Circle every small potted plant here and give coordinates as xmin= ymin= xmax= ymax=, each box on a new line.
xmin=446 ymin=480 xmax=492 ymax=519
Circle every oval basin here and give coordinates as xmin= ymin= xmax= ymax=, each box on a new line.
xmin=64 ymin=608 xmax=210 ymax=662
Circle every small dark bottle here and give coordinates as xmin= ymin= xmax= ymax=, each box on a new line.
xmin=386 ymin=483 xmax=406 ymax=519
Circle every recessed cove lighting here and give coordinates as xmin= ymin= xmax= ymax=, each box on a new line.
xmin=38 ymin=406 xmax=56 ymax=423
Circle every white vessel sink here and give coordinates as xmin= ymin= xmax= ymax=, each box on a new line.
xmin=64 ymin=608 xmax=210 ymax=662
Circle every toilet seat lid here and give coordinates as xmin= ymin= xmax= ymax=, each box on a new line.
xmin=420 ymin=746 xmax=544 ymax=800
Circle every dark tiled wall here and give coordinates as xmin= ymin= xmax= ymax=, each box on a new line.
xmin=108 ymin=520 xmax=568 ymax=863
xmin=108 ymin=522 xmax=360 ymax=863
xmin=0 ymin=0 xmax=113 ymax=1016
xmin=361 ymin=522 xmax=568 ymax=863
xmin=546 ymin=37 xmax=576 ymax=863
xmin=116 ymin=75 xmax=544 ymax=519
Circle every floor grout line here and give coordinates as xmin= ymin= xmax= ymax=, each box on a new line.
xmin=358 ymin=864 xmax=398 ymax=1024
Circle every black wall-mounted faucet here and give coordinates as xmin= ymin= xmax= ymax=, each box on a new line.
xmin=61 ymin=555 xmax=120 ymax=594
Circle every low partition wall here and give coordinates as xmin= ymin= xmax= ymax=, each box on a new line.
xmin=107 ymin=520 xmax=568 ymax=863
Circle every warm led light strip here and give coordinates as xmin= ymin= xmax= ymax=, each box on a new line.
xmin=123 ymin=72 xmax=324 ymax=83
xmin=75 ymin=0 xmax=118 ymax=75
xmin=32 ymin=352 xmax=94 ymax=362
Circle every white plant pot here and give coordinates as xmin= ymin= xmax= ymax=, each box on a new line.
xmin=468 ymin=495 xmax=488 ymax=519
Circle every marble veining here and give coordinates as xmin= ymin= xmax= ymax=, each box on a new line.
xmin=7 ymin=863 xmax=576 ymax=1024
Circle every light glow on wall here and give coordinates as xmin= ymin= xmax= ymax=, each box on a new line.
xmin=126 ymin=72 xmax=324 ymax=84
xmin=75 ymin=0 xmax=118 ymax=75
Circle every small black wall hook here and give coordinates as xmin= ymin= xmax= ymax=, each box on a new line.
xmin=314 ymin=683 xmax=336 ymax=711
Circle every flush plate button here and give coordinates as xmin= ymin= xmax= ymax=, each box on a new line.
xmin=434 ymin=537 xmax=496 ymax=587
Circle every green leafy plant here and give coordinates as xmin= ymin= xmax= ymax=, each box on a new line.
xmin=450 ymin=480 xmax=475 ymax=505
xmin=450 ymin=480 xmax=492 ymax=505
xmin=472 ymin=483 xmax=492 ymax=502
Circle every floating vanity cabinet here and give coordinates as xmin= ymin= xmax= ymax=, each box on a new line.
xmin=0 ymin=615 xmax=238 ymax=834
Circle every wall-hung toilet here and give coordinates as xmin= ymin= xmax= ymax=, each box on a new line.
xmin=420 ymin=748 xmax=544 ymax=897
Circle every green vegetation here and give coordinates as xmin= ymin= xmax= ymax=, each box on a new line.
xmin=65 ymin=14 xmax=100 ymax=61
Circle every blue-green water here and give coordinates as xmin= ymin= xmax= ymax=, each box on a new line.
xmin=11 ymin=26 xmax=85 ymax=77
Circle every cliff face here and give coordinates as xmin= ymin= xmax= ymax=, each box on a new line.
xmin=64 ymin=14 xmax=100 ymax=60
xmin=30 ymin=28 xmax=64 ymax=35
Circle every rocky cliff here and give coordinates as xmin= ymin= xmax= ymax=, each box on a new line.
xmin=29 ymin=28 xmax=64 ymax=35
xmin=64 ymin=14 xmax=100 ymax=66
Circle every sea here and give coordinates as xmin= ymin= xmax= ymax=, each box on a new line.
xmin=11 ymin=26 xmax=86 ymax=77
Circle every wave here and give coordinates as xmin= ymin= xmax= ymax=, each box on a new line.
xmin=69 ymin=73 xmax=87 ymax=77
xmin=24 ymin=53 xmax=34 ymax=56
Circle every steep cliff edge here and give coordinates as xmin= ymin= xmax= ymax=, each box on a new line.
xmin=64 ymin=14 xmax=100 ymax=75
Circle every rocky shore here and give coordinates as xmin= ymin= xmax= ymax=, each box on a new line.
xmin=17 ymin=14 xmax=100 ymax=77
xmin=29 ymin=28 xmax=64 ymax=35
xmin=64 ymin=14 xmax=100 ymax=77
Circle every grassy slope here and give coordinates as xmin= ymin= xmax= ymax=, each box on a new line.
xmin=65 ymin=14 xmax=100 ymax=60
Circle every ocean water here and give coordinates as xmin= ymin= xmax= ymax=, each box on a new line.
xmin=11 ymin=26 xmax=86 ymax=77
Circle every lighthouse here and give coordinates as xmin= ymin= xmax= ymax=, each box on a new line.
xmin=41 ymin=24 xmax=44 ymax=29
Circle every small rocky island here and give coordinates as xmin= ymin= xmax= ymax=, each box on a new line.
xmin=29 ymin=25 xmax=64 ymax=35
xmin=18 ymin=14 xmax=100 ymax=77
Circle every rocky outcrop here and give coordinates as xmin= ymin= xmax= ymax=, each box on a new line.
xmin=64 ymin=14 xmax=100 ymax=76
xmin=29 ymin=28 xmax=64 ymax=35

☆ ☆ ☆ ☆ ☆ ☆ ☆

* _Task brief_
Scale the data above, starting at the line that contains "Circle every sea" and stopping after the line that contains "xmin=64 ymin=14 xmax=100 ymax=77". Rewrite only those lines, with the requests copied unchanged and every box coordinate in the answers multiplied by 2.55 and rounded to a whole number, with halves rounded up.

* _Expected answer_
Circle every sea here and give coordinates as xmin= ymin= xmax= ymax=, each box on a new line.
xmin=28 ymin=66 xmax=219 ymax=196
Circle every wave here and give coordinates as xmin= ymin= xmax= ymax=, each box on a new line.
xmin=176 ymin=186 xmax=222 ymax=196
xmin=61 ymin=135 xmax=87 ymax=143
Circle every steep cliff edge here and give coordinates as xmin= ymin= xmax= ymax=, each box on a new line.
xmin=163 ymin=36 xmax=255 ymax=191
Circle every rocky shore here and give coordinates as xmin= ymin= xmax= ymax=, each box on a new line.
xmin=43 ymin=36 xmax=255 ymax=196
xmin=74 ymin=71 xmax=163 ymax=89
xmin=163 ymin=36 xmax=255 ymax=196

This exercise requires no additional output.